--- BEGIN RECORD EXTRACTS ---

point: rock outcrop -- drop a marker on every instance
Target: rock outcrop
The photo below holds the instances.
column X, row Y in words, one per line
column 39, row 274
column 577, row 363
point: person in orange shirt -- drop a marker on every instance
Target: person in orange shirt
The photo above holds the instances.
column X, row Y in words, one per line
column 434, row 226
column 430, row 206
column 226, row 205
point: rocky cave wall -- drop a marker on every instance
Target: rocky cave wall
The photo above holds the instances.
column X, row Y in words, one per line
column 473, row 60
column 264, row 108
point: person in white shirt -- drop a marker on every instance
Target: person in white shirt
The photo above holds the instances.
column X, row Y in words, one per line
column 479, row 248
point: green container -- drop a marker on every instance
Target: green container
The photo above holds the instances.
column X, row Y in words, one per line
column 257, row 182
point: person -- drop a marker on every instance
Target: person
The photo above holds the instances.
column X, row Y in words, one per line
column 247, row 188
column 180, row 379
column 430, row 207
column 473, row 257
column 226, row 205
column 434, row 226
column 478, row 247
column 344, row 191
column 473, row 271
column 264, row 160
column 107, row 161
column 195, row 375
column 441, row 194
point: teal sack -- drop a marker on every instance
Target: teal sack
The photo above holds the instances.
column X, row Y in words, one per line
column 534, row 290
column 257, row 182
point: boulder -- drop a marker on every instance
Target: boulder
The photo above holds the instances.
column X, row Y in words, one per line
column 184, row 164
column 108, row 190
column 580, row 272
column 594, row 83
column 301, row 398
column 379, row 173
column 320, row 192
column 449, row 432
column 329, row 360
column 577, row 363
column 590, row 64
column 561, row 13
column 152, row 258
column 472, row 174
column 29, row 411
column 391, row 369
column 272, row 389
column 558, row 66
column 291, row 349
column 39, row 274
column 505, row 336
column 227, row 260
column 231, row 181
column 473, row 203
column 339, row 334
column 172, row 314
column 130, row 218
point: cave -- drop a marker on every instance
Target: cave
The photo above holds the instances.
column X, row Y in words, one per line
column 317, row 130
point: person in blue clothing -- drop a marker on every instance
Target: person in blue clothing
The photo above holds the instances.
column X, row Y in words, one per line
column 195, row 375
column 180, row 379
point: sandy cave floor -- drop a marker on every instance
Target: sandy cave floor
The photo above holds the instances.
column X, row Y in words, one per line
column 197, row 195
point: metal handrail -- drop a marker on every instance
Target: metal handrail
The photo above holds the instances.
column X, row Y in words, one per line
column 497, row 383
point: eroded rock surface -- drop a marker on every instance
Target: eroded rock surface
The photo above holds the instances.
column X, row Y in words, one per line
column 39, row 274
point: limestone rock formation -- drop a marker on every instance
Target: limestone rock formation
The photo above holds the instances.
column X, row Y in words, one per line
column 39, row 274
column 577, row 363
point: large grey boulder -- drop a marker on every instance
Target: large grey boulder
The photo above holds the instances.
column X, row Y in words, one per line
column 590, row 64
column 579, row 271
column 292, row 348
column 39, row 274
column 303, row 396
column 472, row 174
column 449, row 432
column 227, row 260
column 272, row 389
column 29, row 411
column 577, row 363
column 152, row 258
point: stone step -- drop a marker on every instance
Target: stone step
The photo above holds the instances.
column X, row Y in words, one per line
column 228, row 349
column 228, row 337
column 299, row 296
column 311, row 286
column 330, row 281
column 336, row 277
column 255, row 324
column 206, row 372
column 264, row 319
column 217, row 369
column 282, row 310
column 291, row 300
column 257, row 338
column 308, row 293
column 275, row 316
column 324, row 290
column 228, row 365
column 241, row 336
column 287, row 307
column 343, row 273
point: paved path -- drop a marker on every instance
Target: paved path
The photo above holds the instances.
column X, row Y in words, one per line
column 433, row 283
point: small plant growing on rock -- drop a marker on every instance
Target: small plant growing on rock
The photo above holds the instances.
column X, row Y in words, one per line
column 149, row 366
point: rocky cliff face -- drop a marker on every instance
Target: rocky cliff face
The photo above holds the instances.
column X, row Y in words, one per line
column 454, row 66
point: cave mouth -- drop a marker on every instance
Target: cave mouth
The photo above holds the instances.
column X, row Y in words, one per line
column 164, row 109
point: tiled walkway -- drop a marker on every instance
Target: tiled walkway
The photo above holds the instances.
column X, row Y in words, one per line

--- END RECORD EXTRACTS ---

Return the full listing above word for word, keeping every line and its order unchanged.

point: rock outcrop -- drop a marker on every instance
Target: rock outcrop
The photo below holds the instances.
column X, row Y in words, one per line
column 39, row 274
column 577, row 363
point: person in orange shirt -- drop a marker on every instance
Target: person in orange shirt
The photo above holds the instances.
column X, row Y in words, one per line
column 434, row 226
column 430, row 206
column 226, row 205
point: rocky cave wall -- drop a marker on every instance
Target: rocky cave wall
The photo above holds the instances.
column X, row Y in words, one per line
column 473, row 60
column 264, row 108
point: person in white shirt -- drop a marker on every instance
Target: person in white shirt
The photo above holds the instances.
column X, row Y in words, one per line
column 479, row 248
point: green container -- drop a marker on every instance
Target: green container
The photo above holds the instances.
column X, row Y in words, one per line
column 257, row 182
point: person -- drop a marker on every instance
Target: person
The photo above holds the instances.
column X, row Y in words, one per line
column 247, row 188
column 180, row 379
column 430, row 207
column 473, row 257
column 226, row 205
column 434, row 226
column 478, row 247
column 344, row 191
column 473, row 271
column 264, row 160
column 107, row 161
column 195, row 375
column 441, row 194
point: teal sack -- drop a marker on every instance
Target: teal sack
The photo above holds the instances.
column X, row Y in words, one per line
column 534, row 290
column 257, row 182
point: boulder -- drop a marker on every instance
Target: boulder
The photo above holds the instances.
column X, row Y in words, one per line
column 184, row 164
column 108, row 190
column 580, row 272
column 594, row 83
column 301, row 398
column 379, row 173
column 320, row 192
column 449, row 432
column 329, row 360
column 577, row 363
column 590, row 64
column 561, row 13
column 152, row 258
column 472, row 174
column 29, row 411
column 391, row 369
column 272, row 389
column 558, row 66
column 291, row 349
column 39, row 274
column 505, row 336
column 227, row 260
column 231, row 181
column 473, row 203
column 339, row 334
column 172, row 314
column 130, row 218
point: cave -- drop a marker on every instance
Target: cave
The photo above holds the instances.
column X, row Y in words, one per line
column 317, row 130
point: person in blue clothing -- drop a marker on every instance
Target: person in blue clothing
The photo above holds the instances.
column X, row Y in words, one per line
column 195, row 375
column 180, row 379
point: sandy cave floor -- drop a marker on every instance
Target: sandy cave floor
The photo above holds the instances.
column X, row Y in words, one per line
column 197, row 195
point: metal handrail -- drop a marker on every instance
Target: metal handrail
The photo above holds the instances.
column X, row Y in words, one per line
column 497, row 383
point: eroded rock surface -- drop a marker on every instance
Target: eroded rock surface
The photo above holds the instances.
column X, row Y in words, one per line
column 39, row 274
point: limestone rock formation -- drop a marker on every instance
Target: limestone rock formation
The photo above holds the instances.
column X, row Y in words, one per line
column 39, row 274
column 577, row 363
point: large grey boulder -- drop a marker on every instance
Target: large grey boulder
The photo above holds the instances.
column X, row Y in words, one per line
column 590, row 64
column 579, row 271
column 292, row 348
column 39, row 274
column 303, row 396
column 472, row 174
column 449, row 432
column 227, row 260
column 272, row 389
column 29, row 411
column 577, row 363
column 152, row 258
point: stone step -- drop a marker on every instance
Target: stone step
The photo above holds the instances.
column X, row Y in words, one per line
column 228, row 349
column 228, row 337
column 299, row 296
column 311, row 286
column 330, row 281
column 336, row 277
column 255, row 324
column 206, row 372
column 264, row 319
column 217, row 369
column 282, row 310
column 291, row 300
column 257, row 338
column 308, row 293
column 275, row 316
column 324, row 290
column 228, row 365
column 241, row 336
column 287, row 307
column 343, row 273
point: paved path -- drop a marker on every instance
Target: paved path
The photo above holds the instances.
column X, row Y in words, one per line
column 433, row 283
point: small plant growing on rock -- drop a marker on every instance
Target: small plant growing on rock
The photo above holds the instances.
column X, row Y in words, one per line
column 149, row 366
point: rocky cliff face -- drop a marker on every instance
Target: rocky cliff face
The photo above holds the instances.
column X, row Y in words, one per line
column 454, row 66
point: cave mouth -- drop a marker on every instance
Target: cave mouth
The photo above holds the instances.
column X, row Y in words, one per line
column 164, row 109
point: tiled walkway -- drop a marker on every instance
Target: tiled walkway
The photo above holds the instances.
column X, row Y in words, one per line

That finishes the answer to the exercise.